--- PAGE TEXT ---

*****

Archive for July, 2007

The Hotel

Sunday, July 8th, 2007

When we booked our hotel in Paris, I offered to share a room with Sarah. It seemed silly to me to put them in a triple room and me in a single room. Two doubles made perfect sense.

                            When I got to the hotel in Paris Thursday, I realized I had not requested two separate beds in one of those double rooms. The hotel had been sure to put us in rooms next to one another, so I didn’t bother to ask for it to be changed. It was a pretty big bed by Paris standards; it wasn’t that big a deal.

                            Then, there was the matter of the bathroom. It was small, which I had expected. It had a shower and no tub, which was also fine. At least the shower had a door. But the door to the bathroom was, well, not suited for the modest traveler. The door slid, like a closet door. Which meant it didn’t latch and provided no significant sound barrier. It also was paneled with ever-so-lightly frosted glass. Which meant it provided no significant visual barrier. It was a little like something out of a bad soap opera, where you could see the silhouette of the person in the bathroom. I cannot say that the designer was going for allure, since the toilet faced the door which faced the bed on the other side.

                        I should have checked out Patrick’s room before he got there. His had an actual door to the bathroom. Which was especially funny since it faced into the little hallway… which in itself was more private.

                        One evening when we came back to dump stuff off before going to dinner, our rooms were roasting hot. I had been sure to find a hotel with a/c, which is not a given here. Patrick sweats talking about temperatures over 60 degrees, so he was less than thrilled at the prospect of not being able to sleep that night. (yes, you could open the window, but we faced a busy street so you’d be trading hot air for traffic noise) When we told the guy working the front desk about the problem, he admitted grave concern because our thermostats had little wrenches show up on the display. He said that had happened in other rooms and was a sign of real problems. But that night when we got back, our rooms were cold. Like ice boxes. We found out the next morning that the concerned employee fixed the problem himself. I was so grateful. So maybe the room didn’t provide the most privacy. He’d made up for it.

Is Chicken Cordon Blue French?

Saturday, July 7th, 2007

My quest to see more of Paris continued with dinner. I’ve never been to the Latin Quarter and even though it’s probably a little touristy, that was where I wanted to eat. Everyone else just followed along.

                        Patrick decided he had a hankerin’ for chicken cordon blue. I told him it’s not something he’s going to find. It may not even be a French dish. He asked the guy at the hotel. He said he has only ever seen it at the grocery store.

                        So we combed the menus at the restaurants in the Latin Quarter in search of chicken cordon blue, or something close. We saw a place with chicken in a creamy sauce. We kept looking. Then once we decided that we wanted to go to that place, we couldn’t find it again.

                        We chose another restaurant that promised some sort of creamy chicken. But after we sat down, Patrick said he didn’t like it (said it smelled like fish) and we got up and left.

*****

--- SUPPLIED RECORDS ---
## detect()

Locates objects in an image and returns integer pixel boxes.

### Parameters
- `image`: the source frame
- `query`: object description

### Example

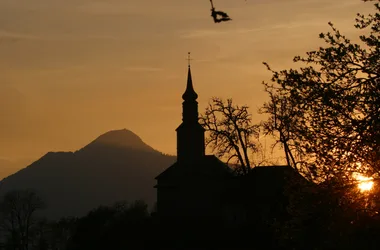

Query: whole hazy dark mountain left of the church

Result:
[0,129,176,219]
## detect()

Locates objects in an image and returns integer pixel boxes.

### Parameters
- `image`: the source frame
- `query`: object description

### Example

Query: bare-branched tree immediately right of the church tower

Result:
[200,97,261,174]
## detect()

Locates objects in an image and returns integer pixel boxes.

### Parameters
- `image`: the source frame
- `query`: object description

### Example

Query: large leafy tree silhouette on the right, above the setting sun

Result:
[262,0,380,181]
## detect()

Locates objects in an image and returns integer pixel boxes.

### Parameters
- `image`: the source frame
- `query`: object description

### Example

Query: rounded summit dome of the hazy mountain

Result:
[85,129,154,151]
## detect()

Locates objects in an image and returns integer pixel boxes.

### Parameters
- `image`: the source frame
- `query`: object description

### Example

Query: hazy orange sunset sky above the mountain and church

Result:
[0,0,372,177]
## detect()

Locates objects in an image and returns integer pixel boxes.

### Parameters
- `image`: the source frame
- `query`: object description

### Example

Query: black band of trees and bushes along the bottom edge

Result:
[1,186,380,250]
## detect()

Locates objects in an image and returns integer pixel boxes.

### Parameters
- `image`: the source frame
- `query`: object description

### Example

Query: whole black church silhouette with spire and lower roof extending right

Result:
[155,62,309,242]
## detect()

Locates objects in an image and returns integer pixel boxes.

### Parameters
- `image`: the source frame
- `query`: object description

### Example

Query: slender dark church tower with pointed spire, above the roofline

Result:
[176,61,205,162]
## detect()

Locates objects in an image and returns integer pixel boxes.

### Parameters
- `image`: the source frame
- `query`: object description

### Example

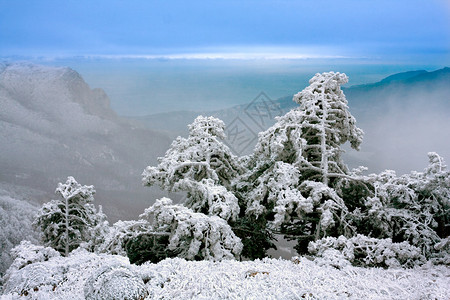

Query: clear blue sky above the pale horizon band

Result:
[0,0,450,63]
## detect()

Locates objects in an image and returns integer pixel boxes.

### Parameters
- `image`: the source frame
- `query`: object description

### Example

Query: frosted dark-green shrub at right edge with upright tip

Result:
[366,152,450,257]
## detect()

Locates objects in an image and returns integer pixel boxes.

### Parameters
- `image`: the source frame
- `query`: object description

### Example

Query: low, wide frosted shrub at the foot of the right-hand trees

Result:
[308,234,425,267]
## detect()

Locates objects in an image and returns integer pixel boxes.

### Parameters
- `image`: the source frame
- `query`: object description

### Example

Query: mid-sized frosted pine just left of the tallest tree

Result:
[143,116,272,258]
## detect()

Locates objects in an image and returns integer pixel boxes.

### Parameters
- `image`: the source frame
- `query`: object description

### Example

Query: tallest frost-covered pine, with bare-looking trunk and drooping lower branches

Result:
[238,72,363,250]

*****

--- WORK REQUEST ---
Please condense the paragraph in the Paris travel blog that begins "Then, there was the matter of the bathroom" into a short bulleted list, keeping its main facts.

--- SOLUTION TO THE EXERCISE ---
- The bathroom was small, as expected, with a shower that had a door but no tub.
- The bathroom door slid like a closet door, so it didn't latch and blocked little sound.
- The door's glass panels were only lightly frosted, so a silhouette showed through, like in a bad soap opera.
- The toilet faced the door, which faced the bed, so the design hardly seemed meant for allure.